Prompt 1 — List every dollar amount that appears in the trade article below.

====== Passage shown

Wanted: free trade activists

Ottawa says it’s on the verge of a historic pact with the EU, but corporate Canada isn’t sold on the idea

Virginia Mayo/AP

Canadian Trade Minister Peter Van Loan wishes the mainstream media would pay more attention to the anti-globalization crowd. After all, if trade naysayers made the front page of national papers more often, then more people might realize Canadian trade negotiators are well on their way to making history with an ambitious plan to better integrate our national economy with the European Union. As Van Loan points out, the Council of Canadians, which claims a deal with the EU could threaten Canadian access to safe drinking water, recently held “a wonderful news conference” to voice its concerns—but it got virtually no media pickup. “I was actually disappointed,” Canada’s trade minister says, “because there should be more of a spotlight on these negotiations.”

True enough. If all goes as planned, Canada will become the first developed nation to land a free trade agreement with the economic grouping of 27 European nations sometime next year. The EU—the world’s largest market, not to mention home to the wealthiest pool of investment capital and some of the largest and most important companies on the planet—is already Canada’s second-largest source of trade and foreign direct investment. In 2008, Canadian exports to the EU totalled $52 billion. Imports amounted to $62 billion. But there appears to be plenty of room for growth. After all, the Canadian economy is 150 per cent larger than the Indian economy, which has similar trade levels with the EU. Furthermore, Europe trades about 25 per cent more with South Korea, which has a smaller GDP than Canada.

If a deal is reached, a joint government study published in 2008 estimates it could generate a $38-billion boost in annual bilateral trade (mostly in services) and provide Canada with a $12-billion gain in gross domestic product. And Van Loan insists the endgame is a pact with Europe that would go much further than NAFTA by allowing the free movement of labour and recognition of foreign professional standards while opening up government services and procurement to foreign players. That’s in addition to removing tariffs and other barriers that hinder trade in goods, services and investment, even in sensitive sectors such as agriculture.

Nevertheless, Canadian trade officials are frustrated by what Ontario’s chief negotiator Maurice Bitran calls the business community’s “dearth of interest” in this deal. At a recent information session in Toronto, Bitran and two federal counterparts pleaded for more visible corporate support and input for the deal.

============
====== Exercise inputs

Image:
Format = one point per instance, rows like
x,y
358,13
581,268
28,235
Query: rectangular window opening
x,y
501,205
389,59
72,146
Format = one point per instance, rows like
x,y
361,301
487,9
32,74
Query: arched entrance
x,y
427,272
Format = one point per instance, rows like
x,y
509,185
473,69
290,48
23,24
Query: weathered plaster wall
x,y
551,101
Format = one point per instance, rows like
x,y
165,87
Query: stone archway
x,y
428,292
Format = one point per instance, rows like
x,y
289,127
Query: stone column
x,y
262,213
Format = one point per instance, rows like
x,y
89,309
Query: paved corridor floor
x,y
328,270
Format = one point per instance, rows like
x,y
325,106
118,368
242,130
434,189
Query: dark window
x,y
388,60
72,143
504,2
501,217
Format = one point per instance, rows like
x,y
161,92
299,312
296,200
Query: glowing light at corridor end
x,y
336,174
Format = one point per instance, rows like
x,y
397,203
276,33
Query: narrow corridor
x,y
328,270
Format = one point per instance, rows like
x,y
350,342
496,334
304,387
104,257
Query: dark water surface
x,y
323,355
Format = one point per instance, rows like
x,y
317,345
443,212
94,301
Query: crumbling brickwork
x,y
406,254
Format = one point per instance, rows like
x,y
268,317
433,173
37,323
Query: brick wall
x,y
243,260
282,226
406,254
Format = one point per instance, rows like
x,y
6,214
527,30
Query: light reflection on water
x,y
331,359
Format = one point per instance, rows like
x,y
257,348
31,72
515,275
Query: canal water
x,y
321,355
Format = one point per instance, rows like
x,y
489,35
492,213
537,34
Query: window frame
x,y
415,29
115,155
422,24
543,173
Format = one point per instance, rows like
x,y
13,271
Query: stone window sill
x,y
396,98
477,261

============

Prompt 2 — How many lines of the listing above contain the word "water"? Give only the number.

Full response 1 — $52 billion, $62 billion, $38-billion, $12-billion

Full response 2 — 3